## PASSAGE EXTRAIT
-*-

Fil d'Ariane
Une décision sera prise à l'occasion du prochain sommet conjoint de la France et des pays du G5 Sahel en février à N'djamena, a ajouté Florence Parly.
En 2020, la force Barkhane a remporté "des succès militaires importants, à la fois en neutralisant plusieurs hauts responsables de groupes terroristes et en attaquant leurs chaînes logistiques", a poursuivi la ministre des Armées. Le chef d'Al-Qaïda au Maghreb islamique (AQMI), l'Algérien Abdelmalek Droukdal, a été tué dans le nord du Mali en juin. La France a aussi annoncé la "neutralisation" en novembre de Bah Ag Moussa, décrit comme le "chef militaire" du Groupe de soutien à l'islam et aux musulmans (GSIM), affilié à Al-Qaïda.
Trois soldats français ont été tués lundi 28 décembre dans une attaque à l'engin explosif artisanal revendiquée par le GSIM, et deux autres samedi 2 janvier dans des circonstances similaires.
"Oui, les conditions de sécurité au Sahel restent difficiles. Les terroristes utilisent l'arme des lâches", a lancé Florence Parly, affirmant que ces engins artisanaux se déclenchent "indifféremment" au passage de véhicules civils et militaires.
"Si les djihadistes adoptent ces méthodes pernicieuses de guérilla, c'est qu'ils refusent le combat, conscients qu'ils n'auraient aucune chance s'ils devaient se confronter aux soldats de Barkhane dans un combat régulier", a-t-elle jugé.
Les cinq soldats ont été tués alors qu'ils circulaient dans des "VBL", des véhicules blindés légers de conception vétuste.
"Je souhaite qu'on puisse en faire davantage pour mieux protéger nos militaires", a relevé Florence Parly, sans plus de précisions. La ministre a de nouveau exclu toute négociation "avec des groupes terroristes comme Al-Qaïda ou Daech, qui assassinent de manière aveugle et ont du sang sur les mains".
Mais la porte est ouverte pour "des gens qui ont déposé les armes et ne sont pas motivés par une idéologie radicale et criminelle", a-t-elle relevé. Ils doivent se rallier aux accords de paix d'Alger de 2015, a-t-elle ajouté.
Face à la persistance des violences djihadistes, doublées de conflits intercommunautaires, les autorités de transition au Mali n'excluent pas d'engager des négociations avec des groupes armés, tout comme auparavant le président Ibrahim Boubacar Keïta, renversé par un putsch en août.
Après huit ans de présence militaire ininterrompue au Sahel, la France se retrouve face à des choix difficiles, entre volonté de réduire la voilure et impératif de remporter des victoires décisives contre des djihadistes tenaces.
En plus des deux soldats français morts samedi, cent personnes étaient tuées le même jour dans l'attaque de deux villages de l'ouest du Niger, un des pires massacres de civils dans la région.
Ces pertes humaines viennent assombrir un début 2021 qui devait être l'occasion, un an après le sommet de Pau ayant rassemblé les chefs d'Etat français et de cinq pays sahéliens, de dresser un bilan encourageant : succès tactiques indéniables contre le groupe Etat islamique au grand Sahara (EIGS), élimination d'importants chefs djihadistes et coopération renforcée avec les armées locales qui ont pris part ces derniers mois à de vastes opérations antidjihadistes.

-*-

## EXTRAIT DES DONNÉES

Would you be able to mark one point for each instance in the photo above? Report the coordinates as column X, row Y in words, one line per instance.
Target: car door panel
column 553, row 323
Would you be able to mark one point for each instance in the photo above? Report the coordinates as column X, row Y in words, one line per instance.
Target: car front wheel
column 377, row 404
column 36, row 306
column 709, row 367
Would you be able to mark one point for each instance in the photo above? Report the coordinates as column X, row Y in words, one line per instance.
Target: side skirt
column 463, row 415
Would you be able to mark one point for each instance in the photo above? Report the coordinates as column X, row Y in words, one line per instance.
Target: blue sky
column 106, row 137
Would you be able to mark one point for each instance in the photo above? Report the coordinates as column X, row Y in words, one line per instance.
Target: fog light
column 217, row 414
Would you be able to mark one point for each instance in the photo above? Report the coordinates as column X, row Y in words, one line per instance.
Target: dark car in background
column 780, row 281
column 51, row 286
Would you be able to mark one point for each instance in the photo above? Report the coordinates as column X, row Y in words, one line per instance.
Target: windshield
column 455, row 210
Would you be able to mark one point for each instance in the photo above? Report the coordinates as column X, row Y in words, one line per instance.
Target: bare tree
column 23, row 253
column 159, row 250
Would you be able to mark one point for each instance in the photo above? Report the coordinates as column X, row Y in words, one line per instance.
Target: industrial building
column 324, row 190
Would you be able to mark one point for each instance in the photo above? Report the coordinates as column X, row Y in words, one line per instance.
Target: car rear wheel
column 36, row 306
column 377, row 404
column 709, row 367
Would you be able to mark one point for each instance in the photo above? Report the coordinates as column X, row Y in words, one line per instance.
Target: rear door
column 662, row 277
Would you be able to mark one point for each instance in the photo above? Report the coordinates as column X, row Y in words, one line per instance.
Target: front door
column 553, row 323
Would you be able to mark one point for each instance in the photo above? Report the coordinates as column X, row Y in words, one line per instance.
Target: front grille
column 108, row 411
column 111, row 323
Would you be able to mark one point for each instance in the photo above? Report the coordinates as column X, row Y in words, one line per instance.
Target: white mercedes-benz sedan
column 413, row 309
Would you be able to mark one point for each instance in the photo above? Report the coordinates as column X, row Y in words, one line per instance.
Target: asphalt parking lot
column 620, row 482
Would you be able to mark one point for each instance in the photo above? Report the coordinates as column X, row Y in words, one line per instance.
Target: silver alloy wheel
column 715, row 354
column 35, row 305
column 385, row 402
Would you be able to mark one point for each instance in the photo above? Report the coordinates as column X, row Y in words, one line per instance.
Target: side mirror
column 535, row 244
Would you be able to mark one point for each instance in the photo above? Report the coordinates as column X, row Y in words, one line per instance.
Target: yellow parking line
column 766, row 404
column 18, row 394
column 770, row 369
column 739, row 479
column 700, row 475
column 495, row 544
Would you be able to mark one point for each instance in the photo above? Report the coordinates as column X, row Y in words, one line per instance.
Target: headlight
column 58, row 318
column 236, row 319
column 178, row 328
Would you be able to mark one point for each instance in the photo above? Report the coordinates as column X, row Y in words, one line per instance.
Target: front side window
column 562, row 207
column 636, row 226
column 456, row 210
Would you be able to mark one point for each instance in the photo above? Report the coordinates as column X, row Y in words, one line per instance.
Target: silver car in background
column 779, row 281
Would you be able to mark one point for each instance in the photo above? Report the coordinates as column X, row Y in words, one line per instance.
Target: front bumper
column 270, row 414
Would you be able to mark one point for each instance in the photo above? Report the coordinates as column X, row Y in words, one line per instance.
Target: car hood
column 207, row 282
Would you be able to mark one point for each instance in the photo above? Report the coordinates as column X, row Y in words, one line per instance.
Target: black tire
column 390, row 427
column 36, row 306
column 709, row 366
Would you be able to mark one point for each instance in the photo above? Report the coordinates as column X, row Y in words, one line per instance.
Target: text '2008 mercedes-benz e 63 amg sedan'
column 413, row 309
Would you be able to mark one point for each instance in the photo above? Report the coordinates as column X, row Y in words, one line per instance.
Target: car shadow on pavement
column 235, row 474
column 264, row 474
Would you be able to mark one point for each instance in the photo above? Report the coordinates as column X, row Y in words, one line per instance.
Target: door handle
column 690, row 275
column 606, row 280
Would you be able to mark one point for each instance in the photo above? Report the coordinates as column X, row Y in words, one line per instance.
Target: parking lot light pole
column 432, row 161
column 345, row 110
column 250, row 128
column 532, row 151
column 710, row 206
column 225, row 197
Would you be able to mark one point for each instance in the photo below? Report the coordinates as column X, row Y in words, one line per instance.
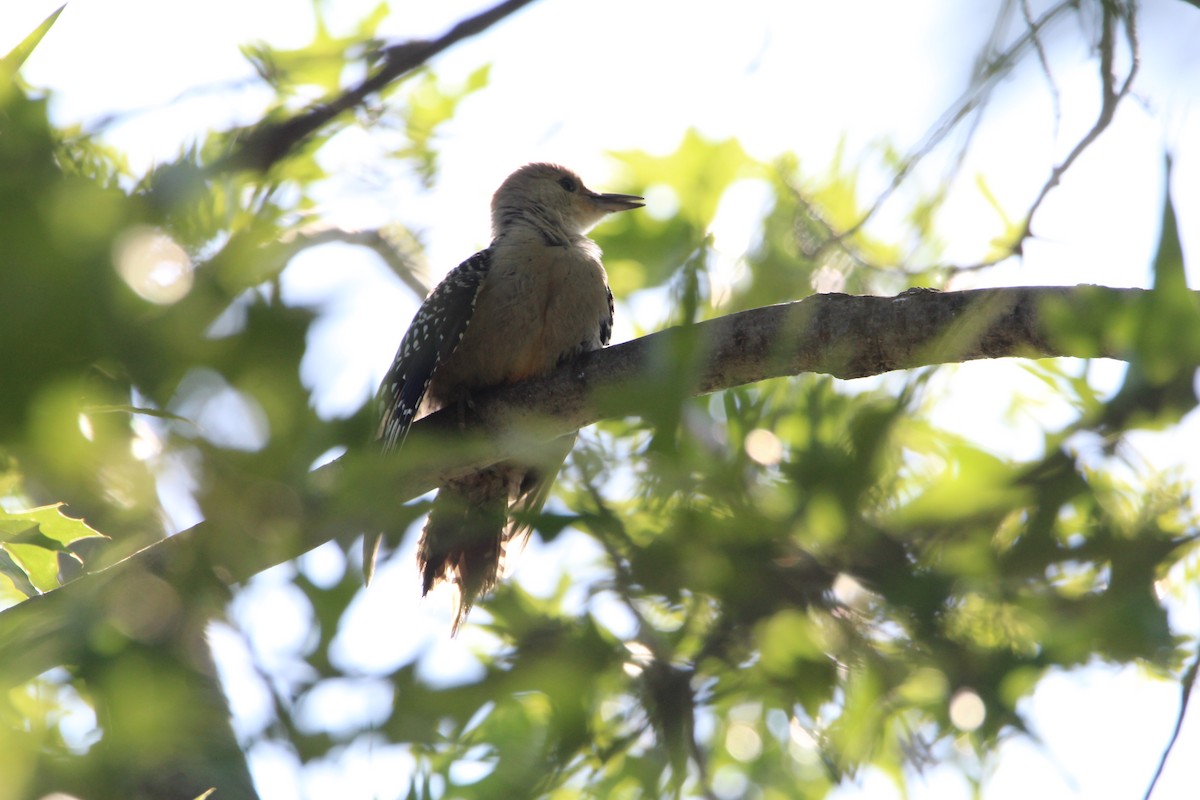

-*-

## TRAVAIL DEMANDÉ
Poursuivez l'article sur la force Barkhane au Sahel à partir de sa dernière phrase. Les données n'ont pas d'utilité ici.

## RÉPONSE
Malgré un démarrage plus lent qu'escompté au départ, Paris mise beaucoup par ailleurs sur le déploiement d'unités d'élite européennes au sein de la nouvelle force Takuba, chargée d'accompagner l'armée malienne au combat.
De sources concordantes, l'Elysée voudrait réduire encore plus les effectifs de Barkhane d'ici à l'élection présidentielle de 2022. Une question lancinante à l'heure où les armées alertent sur la nécessité de se préparer à d'autres conflits plus durs sur la scène mondiale, et alors que certaines voix au sein de la classe politique mettent en doute la pertinence de cet engagement long et coûteux, qui peine à être suivi d'effets politiques sur le terrain.
"Jusqu'à présent les Français n'ont pas questionné de façon fondamentale l'engagement de la France au Sahel. Mais il faut être très vigilants. L'opinion publique peut se retourner très vite", confiait récemment à l'AFP une source gouvernementale.
"Plus on aide le Mali, plus il s'enfonce. On a l'impression de revenir à la situation de 2012 puisque l'armée a repris le pouvoir, le pays reste coupé en deux et l'Etat n'est toujours pas présent au nord", tranche quant à lui Marc-Antoine Pérouse de Montclos, de l'Institut de recherche pour le développement (IRD). Or "plus on reste, plus cela devient compliqué de s'en aller, estime-t-il. La vraie question au-delà du nombre de morts, c'est comment se désengager sans perdre la face".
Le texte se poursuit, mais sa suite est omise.